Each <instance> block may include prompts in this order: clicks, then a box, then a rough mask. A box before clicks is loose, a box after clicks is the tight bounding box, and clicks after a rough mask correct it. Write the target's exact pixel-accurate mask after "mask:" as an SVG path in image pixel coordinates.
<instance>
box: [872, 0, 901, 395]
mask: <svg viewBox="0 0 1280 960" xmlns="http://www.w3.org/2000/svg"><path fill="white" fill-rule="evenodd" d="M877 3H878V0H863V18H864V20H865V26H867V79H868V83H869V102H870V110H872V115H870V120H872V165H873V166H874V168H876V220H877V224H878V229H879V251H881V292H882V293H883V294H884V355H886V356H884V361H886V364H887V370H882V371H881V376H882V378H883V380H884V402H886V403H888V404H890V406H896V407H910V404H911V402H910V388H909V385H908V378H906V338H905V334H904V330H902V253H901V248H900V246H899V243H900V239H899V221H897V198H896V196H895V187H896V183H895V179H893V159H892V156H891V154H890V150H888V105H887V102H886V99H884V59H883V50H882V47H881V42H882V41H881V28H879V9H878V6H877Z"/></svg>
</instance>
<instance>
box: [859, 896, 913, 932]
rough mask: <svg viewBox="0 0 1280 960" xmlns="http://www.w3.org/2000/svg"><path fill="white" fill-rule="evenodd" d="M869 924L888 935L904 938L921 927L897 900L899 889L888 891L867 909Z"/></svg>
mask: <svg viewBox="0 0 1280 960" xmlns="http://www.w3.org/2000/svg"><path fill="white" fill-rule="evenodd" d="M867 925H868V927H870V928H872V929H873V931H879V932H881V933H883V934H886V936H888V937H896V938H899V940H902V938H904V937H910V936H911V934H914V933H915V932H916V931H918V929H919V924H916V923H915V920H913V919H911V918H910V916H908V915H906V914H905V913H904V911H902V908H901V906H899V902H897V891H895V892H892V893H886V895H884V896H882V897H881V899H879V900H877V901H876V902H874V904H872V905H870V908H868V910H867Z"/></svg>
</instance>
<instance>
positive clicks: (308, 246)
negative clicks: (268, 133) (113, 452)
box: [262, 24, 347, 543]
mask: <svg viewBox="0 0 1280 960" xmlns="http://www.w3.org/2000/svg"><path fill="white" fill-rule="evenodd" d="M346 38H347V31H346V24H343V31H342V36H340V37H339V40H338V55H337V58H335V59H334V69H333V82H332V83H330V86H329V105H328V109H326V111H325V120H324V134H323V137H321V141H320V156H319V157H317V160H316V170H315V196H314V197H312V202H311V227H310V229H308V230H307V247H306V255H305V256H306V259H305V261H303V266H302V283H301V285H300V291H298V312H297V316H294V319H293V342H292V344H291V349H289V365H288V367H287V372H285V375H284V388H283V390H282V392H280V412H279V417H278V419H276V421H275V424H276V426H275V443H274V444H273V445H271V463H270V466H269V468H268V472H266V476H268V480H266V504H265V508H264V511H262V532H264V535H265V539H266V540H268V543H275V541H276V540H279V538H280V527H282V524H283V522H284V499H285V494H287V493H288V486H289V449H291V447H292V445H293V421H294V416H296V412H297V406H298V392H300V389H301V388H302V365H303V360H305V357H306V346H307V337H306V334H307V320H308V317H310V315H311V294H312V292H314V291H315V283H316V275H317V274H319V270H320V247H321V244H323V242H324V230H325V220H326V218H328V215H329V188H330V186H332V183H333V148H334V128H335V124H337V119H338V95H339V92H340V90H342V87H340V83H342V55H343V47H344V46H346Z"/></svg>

···

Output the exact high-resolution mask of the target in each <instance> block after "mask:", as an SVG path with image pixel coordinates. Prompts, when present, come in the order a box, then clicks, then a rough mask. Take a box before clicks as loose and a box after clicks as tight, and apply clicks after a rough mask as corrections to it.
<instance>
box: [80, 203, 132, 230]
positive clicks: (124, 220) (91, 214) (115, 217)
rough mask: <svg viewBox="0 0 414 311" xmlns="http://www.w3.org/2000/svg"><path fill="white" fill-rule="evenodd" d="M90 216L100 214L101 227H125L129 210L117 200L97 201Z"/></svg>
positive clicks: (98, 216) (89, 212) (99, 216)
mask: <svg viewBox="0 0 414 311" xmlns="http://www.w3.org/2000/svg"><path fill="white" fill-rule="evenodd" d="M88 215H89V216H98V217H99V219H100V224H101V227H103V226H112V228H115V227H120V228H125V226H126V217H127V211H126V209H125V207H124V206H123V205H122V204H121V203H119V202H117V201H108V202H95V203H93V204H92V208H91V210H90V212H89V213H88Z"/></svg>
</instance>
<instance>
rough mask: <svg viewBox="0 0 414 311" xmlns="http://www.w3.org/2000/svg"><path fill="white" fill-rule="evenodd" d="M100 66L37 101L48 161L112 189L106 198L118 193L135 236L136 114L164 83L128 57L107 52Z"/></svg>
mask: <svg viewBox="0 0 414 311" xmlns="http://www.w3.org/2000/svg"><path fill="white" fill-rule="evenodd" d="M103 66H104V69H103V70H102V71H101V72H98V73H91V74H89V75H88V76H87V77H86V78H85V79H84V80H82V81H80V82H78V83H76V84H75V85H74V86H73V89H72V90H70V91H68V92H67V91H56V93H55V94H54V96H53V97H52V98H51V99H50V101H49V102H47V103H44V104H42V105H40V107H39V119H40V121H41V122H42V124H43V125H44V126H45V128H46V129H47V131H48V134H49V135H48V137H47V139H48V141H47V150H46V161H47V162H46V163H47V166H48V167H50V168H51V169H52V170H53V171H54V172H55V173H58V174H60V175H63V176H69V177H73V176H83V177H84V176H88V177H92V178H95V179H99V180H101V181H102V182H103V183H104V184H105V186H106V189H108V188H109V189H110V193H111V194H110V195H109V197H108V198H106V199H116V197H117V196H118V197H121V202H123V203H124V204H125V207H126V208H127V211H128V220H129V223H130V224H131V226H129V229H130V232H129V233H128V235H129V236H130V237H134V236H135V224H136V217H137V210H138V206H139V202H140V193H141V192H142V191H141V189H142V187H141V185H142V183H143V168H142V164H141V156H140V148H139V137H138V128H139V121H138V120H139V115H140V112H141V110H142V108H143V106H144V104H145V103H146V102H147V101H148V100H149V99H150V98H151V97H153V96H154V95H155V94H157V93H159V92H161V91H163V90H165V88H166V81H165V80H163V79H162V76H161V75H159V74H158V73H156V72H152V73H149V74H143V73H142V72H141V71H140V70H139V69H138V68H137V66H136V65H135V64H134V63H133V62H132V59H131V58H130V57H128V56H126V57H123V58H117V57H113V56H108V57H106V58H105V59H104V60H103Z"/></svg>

···

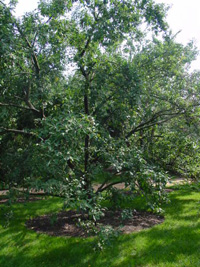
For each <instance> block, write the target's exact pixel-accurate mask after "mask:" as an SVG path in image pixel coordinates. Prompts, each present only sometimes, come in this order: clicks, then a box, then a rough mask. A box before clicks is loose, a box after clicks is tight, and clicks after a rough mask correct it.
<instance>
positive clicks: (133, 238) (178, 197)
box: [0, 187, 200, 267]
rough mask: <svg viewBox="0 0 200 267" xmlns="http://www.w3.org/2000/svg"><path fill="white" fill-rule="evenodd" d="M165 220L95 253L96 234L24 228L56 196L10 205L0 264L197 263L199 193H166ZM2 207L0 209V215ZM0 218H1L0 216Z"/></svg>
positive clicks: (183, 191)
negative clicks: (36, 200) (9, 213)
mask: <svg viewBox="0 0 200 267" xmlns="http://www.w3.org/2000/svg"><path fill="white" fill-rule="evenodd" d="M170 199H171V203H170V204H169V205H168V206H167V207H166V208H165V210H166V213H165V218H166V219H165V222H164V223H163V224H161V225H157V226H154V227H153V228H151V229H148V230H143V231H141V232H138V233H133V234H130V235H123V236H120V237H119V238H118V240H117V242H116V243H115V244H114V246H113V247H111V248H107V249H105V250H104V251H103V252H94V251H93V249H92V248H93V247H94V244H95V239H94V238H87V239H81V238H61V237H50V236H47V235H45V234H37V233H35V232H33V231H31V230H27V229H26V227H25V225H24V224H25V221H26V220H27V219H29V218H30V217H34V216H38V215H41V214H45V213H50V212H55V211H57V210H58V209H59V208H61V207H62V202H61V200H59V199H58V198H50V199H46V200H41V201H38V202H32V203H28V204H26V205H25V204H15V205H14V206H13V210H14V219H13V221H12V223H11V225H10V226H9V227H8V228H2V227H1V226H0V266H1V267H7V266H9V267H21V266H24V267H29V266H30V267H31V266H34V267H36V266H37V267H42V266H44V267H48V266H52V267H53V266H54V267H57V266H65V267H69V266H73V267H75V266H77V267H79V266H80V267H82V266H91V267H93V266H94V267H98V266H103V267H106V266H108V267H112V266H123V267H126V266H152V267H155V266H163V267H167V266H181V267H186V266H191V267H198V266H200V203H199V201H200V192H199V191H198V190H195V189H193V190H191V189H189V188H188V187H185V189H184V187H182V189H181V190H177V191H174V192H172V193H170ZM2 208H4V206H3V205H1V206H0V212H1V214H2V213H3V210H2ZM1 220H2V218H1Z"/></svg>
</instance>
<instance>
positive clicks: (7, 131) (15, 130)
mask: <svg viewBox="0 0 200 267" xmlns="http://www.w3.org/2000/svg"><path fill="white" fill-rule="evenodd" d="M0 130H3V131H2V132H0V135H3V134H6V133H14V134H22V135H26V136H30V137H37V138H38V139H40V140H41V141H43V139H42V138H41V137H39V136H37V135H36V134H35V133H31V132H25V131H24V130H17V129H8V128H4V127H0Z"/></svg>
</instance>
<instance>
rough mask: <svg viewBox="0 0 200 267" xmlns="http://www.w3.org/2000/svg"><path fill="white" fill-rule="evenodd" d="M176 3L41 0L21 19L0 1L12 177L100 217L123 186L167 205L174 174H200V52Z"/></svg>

···

▶ WHAT IS REQUIRED
Look above for the line with "Each <instance> block may" and the line with "box: [859, 896, 913, 932]". Write out those two lines and all the lines between them, exactly, and no others.

▶ OUTPUT FOR THIS TASK
Each <instance> block may include prompts in this order: clicks, then a box, then a rough mask. A box before clicks is loose, a box after clicks is the tight bounding box, and clicks after a rough mask correct it. Write the target's exact pixel-accurate mask after "mask:" as an SVG path in image pixel coordinates.
<instance>
box: [872, 0, 901, 395]
mask: <svg viewBox="0 0 1280 960" xmlns="http://www.w3.org/2000/svg"><path fill="white" fill-rule="evenodd" d="M877 3H878V0H863V18H864V20H865V26H867V79H868V83H869V102H870V110H872V115H870V120H872V165H873V166H874V168H876V220H877V224H878V229H879V251H881V292H882V293H883V294H884V355H886V356H884V361H886V364H887V370H882V371H881V376H882V378H883V380H884V402H886V403H888V404H890V406H896V407H910V404H911V402H910V388H909V385H908V378H906V338H905V334H904V330H902V253H901V248H900V246H899V243H900V239H899V221H897V198H896V196H895V187H896V183H895V179H893V159H892V156H891V154H890V150H888V105H887V102H886V99H884V59H883V50H882V47H881V42H882V41H881V28H879V9H878V6H877Z"/></svg>
</instance>
<instance>
box: [859, 896, 913, 932]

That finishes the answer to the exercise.